*EXTRACTED MATERIAL*.

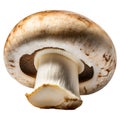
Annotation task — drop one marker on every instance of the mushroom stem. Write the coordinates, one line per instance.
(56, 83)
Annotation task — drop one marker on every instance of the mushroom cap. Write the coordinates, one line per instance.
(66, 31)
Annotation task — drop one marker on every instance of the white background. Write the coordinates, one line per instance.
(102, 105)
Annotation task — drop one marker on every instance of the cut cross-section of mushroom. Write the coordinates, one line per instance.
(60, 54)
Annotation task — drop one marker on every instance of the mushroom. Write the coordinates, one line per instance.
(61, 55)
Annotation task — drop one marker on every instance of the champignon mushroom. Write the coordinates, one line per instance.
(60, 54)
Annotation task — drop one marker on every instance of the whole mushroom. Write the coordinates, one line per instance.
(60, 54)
--
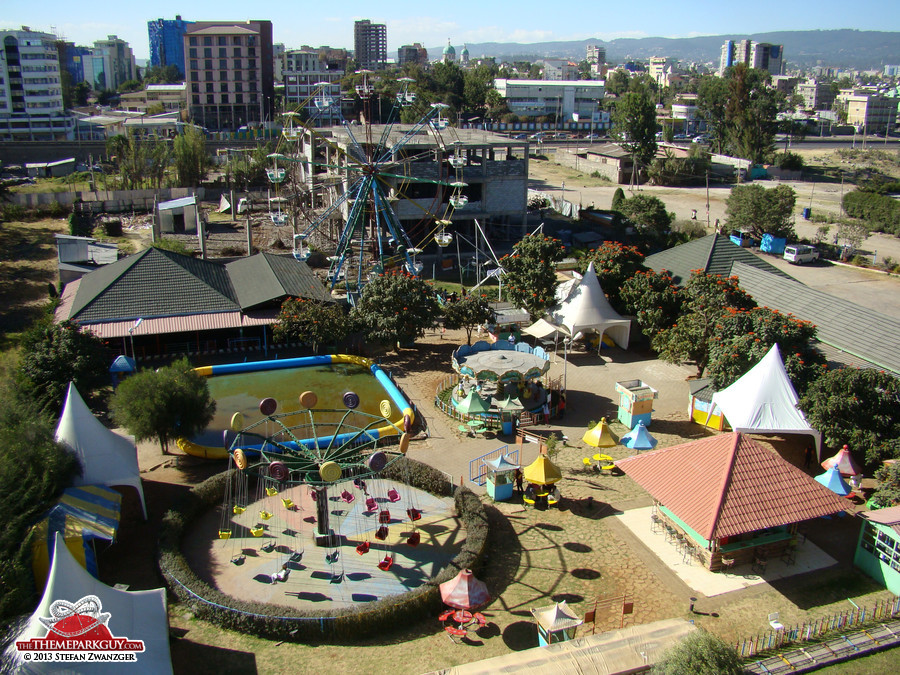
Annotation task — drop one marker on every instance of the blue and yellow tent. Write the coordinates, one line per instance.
---
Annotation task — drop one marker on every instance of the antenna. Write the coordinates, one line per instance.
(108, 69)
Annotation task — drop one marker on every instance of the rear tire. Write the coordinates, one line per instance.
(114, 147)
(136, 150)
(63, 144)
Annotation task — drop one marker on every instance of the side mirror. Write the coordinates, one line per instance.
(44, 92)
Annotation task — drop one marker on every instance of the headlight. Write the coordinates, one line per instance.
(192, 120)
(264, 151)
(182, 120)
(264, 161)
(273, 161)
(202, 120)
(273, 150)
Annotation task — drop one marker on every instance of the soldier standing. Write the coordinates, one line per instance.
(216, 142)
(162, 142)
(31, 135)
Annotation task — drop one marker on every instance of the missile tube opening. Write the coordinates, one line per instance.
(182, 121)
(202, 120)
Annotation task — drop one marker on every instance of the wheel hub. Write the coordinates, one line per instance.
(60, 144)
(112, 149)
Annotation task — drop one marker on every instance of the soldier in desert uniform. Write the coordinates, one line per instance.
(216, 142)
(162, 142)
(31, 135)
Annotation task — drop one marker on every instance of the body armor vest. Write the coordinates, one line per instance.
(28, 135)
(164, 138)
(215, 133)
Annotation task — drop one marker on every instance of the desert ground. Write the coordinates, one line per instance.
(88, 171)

*WHAT THE EXERCISE ASKS*.
Count the lines in the records that contain the word "desert", and reply with that number alone.

*WRITTEN RESPONSE*.
2